#### About this task
This task calls for printing every entry exactly.

Region pointing data:
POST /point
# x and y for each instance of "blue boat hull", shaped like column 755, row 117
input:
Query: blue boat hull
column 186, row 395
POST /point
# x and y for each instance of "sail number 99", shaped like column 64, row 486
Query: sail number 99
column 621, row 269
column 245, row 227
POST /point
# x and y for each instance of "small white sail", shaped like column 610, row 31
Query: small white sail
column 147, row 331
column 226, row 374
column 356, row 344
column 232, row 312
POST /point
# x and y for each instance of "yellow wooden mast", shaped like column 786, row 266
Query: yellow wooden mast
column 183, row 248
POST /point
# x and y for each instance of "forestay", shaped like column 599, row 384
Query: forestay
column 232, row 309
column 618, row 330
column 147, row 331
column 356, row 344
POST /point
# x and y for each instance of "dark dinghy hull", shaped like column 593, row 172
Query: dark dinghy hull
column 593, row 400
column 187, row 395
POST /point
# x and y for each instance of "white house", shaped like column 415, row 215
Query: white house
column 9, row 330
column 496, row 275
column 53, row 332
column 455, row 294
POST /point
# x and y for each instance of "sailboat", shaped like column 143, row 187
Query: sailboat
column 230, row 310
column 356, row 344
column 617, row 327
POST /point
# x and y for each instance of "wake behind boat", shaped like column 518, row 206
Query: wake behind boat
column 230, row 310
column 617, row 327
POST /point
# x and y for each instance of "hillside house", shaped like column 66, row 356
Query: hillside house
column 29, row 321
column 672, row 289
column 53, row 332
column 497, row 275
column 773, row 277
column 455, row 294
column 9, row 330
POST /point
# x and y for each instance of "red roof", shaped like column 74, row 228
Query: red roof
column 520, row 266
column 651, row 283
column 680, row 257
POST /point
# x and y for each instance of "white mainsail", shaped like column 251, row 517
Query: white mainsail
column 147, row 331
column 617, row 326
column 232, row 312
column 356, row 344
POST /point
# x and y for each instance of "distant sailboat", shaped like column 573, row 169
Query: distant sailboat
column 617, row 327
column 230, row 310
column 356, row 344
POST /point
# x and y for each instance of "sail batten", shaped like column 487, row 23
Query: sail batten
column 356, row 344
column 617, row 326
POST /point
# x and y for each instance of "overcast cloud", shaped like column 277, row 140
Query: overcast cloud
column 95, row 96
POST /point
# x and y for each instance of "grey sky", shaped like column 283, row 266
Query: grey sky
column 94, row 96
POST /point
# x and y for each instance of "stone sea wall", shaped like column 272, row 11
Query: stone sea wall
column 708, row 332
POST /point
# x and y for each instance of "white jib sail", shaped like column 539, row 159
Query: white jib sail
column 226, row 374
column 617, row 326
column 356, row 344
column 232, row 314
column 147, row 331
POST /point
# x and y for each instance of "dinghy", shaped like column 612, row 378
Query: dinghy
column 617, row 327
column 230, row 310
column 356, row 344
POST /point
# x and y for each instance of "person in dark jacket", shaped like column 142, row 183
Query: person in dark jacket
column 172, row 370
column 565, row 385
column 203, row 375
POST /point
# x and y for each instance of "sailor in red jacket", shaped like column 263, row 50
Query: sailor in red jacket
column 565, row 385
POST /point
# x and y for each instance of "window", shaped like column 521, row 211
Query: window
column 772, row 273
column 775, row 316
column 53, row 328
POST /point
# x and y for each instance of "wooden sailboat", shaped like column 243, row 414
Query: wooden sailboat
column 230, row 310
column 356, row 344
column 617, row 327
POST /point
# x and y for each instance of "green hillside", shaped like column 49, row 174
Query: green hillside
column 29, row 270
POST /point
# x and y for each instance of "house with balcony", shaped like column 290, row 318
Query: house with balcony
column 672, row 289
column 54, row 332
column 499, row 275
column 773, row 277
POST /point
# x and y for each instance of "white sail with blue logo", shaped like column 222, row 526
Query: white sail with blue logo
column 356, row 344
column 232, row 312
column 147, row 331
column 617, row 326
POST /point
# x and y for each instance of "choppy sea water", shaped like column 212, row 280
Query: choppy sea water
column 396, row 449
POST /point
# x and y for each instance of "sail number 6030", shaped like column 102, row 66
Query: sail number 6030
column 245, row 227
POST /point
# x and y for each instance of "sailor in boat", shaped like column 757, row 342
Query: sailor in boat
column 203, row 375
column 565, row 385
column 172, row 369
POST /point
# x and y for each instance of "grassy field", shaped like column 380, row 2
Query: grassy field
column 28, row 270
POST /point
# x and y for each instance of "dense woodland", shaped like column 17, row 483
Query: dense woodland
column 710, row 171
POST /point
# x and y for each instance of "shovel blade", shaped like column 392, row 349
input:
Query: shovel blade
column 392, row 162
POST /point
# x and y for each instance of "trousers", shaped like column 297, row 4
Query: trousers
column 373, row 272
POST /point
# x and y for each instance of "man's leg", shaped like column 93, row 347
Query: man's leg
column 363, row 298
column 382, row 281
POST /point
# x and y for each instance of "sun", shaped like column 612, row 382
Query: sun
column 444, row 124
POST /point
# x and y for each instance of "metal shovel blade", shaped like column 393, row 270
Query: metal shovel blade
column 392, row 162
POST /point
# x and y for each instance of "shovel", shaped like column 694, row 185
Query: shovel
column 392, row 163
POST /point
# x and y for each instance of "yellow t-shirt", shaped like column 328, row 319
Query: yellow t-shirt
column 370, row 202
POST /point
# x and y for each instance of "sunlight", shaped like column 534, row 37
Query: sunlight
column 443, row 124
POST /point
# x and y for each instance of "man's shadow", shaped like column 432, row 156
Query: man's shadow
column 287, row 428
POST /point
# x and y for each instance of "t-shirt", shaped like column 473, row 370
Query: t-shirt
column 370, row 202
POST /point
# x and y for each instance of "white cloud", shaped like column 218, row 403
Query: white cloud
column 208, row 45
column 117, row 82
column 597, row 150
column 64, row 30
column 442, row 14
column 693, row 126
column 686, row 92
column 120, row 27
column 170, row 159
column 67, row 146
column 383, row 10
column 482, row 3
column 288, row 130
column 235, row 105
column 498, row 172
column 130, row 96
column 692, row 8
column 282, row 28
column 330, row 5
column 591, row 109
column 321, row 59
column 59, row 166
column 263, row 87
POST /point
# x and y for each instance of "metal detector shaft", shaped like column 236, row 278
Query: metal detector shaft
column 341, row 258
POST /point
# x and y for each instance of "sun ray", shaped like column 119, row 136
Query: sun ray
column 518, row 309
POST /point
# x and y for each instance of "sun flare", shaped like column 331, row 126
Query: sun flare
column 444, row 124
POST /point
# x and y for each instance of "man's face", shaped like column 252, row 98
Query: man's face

#### Result of the task
POST /point
# x and y for each instance of "blue boat hull", shaped like column 755, row 117
input:
Query: blue boat hull
column 186, row 395
POST /point
# x and y for each instance of "sail number 99", shaped like column 64, row 486
Query: sail number 99
column 621, row 269
column 245, row 227
POST /point
# x and y for each instance of "small white sail", shaped like column 610, row 31
Query: small white sail
column 147, row 331
column 226, row 374
column 356, row 344
column 232, row 312
POST /point
# x and y for each instance of "yellow wooden mast", shaped like column 786, row 266
Query: yellow wooden mast
column 183, row 248
POST /point
# x and y for each instance of "forestay", shaped like column 599, row 384
Query: forestay
column 232, row 309
column 618, row 330
column 147, row 331
column 356, row 344
POST /point
# x and y for each instance of "dark dinghy hull", shaped like column 593, row 172
Query: dark dinghy hull
column 593, row 400
column 187, row 395
POST /point
# x and y for each instance of "white house", shaped like column 415, row 215
Query: white house
column 9, row 330
column 496, row 275
column 53, row 332
column 455, row 294
POST /point
# x and y for each instance of "sailboat", shaped like column 143, row 187
Query: sailboat
column 230, row 310
column 356, row 344
column 617, row 327
POST /point
# x and y for each instance of "wake behind boat", shaped like column 518, row 206
Query: wake behind boat
column 230, row 310
column 617, row 327
POST /point
# x and y for each instance of "hillside house", shaped like column 66, row 356
Query: hillside house
column 29, row 321
column 672, row 289
column 53, row 332
column 497, row 275
column 773, row 277
column 455, row 294
column 9, row 330
POST /point
# x and y for each instance of "red roof", shaped like column 74, row 228
Query: red roof
column 520, row 266
column 651, row 283
column 680, row 257
POST /point
# x and y for each instance of "white mainsail", shaped like column 251, row 517
Query: white mainsail
column 147, row 331
column 617, row 326
column 232, row 312
column 356, row 344
POST /point
# x and y for each instance of "distant sailboat", shaped like column 573, row 169
Query: distant sailboat
column 617, row 327
column 230, row 310
column 356, row 344
POST /point
# x and y for each instance of "sail batten", shaped like column 487, row 23
Query: sail batten
column 356, row 344
column 617, row 326
POST /point
# x and y for each instance of "overcast cloud", shaped like column 277, row 140
Query: overcast cloud
column 95, row 96
POST /point
# x and y for each instance of "grey sky", shaped like column 283, row 266
Query: grey sky
column 94, row 96
POST /point
# x and y for each instance of "stone sea wall", shaped like column 272, row 11
Query: stone sea wall
column 708, row 332
POST /point
# x and y for each instance of "white jib sail", shaped like column 539, row 159
Query: white jib sail
column 226, row 374
column 617, row 326
column 356, row 344
column 232, row 314
column 147, row 331
POST /point
# x and y for each instance of "dinghy", shaped like column 612, row 378
Query: dinghy
column 617, row 327
column 230, row 310
column 356, row 344
POST /point
# x and y for each instance of "person in dark jacket", shaped like column 142, row 183
Query: person in dark jacket
column 172, row 370
column 565, row 385
column 203, row 375
POST /point
# x and y for each instance of "sailor in red jacket", shaped like column 263, row 50
Query: sailor in red jacket
column 565, row 385
POST /point
# x and y for each instance of "window", shaped like column 521, row 211
Query: window
column 772, row 273
column 775, row 316
column 53, row 328
POST /point
# x and y for each instance of "wooden sailboat", shaped like column 243, row 414
Query: wooden sailboat
column 230, row 310
column 356, row 344
column 617, row 327
POST /point
# x and y for each instance of "green hillside", shaped like column 49, row 174
Query: green hillside
column 29, row 270
POST /point
# x and y for each instance of "house with balcony", shaped like column 290, row 318
Query: house with balcony
column 672, row 289
column 54, row 332
column 499, row 275
column 773, row 277
POST /point
# x and y for each instance of "white sail with blue logo", shaped like column 222, row 526
Query: white sail with blue logo
column 356, row 344
column 232, row 312
column 147, row 331
column 617, row 326
POST /point
# x and y for each instance of "choppy sea water", shaped like column 212, row 280
Query: choppy sea water
column 396, row 449
POST /point
# x and y for each instance of "sail number 6030", shaped like column 102, row 66
Query: sail number 6030
column 245, row 227
POST /point
# x and y for each instance of "sailor in boat", shaped like column 757, row 342
Query: sailor in boat
column 203, row 375
column 565, row 385
column 172, row 369
POST /point
# x and y for each instance of "grassy field", shaped like column 380, row 2
Query: grassy field
column 28, row 270
POST /point
# x and y for each instance of "dense woodland", shaped like column 17, row 483
Query: dense woodland
column 710, row 171
POST /point
# x and y for each instance of "shovel blade", shaped like column 392, row 349
input:
Query: shovel blade
column 392, row 162
POST /point
# x and y for each instance of "trousers", shaped like column 297, row 4
Query: trousers
column 373, row 272
POST /point
# x and y for each instance of "man's leg", shaped like column 93, row 347
Query: man's leg
column 363, row 298
column 382, row 281
POST /point
# x and y for each instance of "sun", shaped like column 612, row 382
Query: sun
column 444, row 124
POST /point
# x and y for each instance of "metal shovel blade", shaped like column 393, row 270
Query: metal shovel blade
column 392, row 162
POST /point
# x and y for each instance of "shovel", shaped like column 694, row 185
Query: shovel
column 392, row 163
POST /point
# x and y for each instance of "yellow t-shirt", shaped like column 328, row 319
Query: yellow t-shirt
column 370, row 202
POST /point
# x and y for each instance of "sunlight", shaped like column 534, row 37
Query: sunlight
column 443, row 124
POST /point
# x and y for each instance of "man's shadow", shaped like column 432, row 156
Query: man's shadow
column 287, row 428
POST /point
# x and y for each instance of "t-shirt", shaped like column 473, row 370
Query: t-shirt
column 370, row 202
POST /point
# x and y for each instance of "white cloud", shaped like column 218, row 403
Query: white cloud
column 208, row 45
column 117, row 82
column 597, row 150
column 64, row 30
column 442, row 14
column 693, row 126
column 686, row 92
column 120, row 27
column 170, row 159
column 67, row 146
column 383, row 10
column 482, row 3
column 288, row 130
column 235, row 105
column 498, row 172
column 130, row 96
column 692, row 8
column 282, row 28
column 330, row 5
column 591, row 109
column 321, row 59
column 59, row 166
column 263, row 87
POST /point
# x and y for each instance of "metal detector shaft", shaped like column 236, row 278
Query: metal detector shaft
column 341, row 258
POST /point
# x and y for each instance of "sun ray", shaped like column 119, row 136
Query: sun ray
column 518, row 309
POST /point
# x and y for each instance of "sun flare", shaped like column 331, row 126
Query: sun flare
column 444, row 124
POST /point
# x and y for each instance of "man's face", shaped like column 252, row 98
Query: man's face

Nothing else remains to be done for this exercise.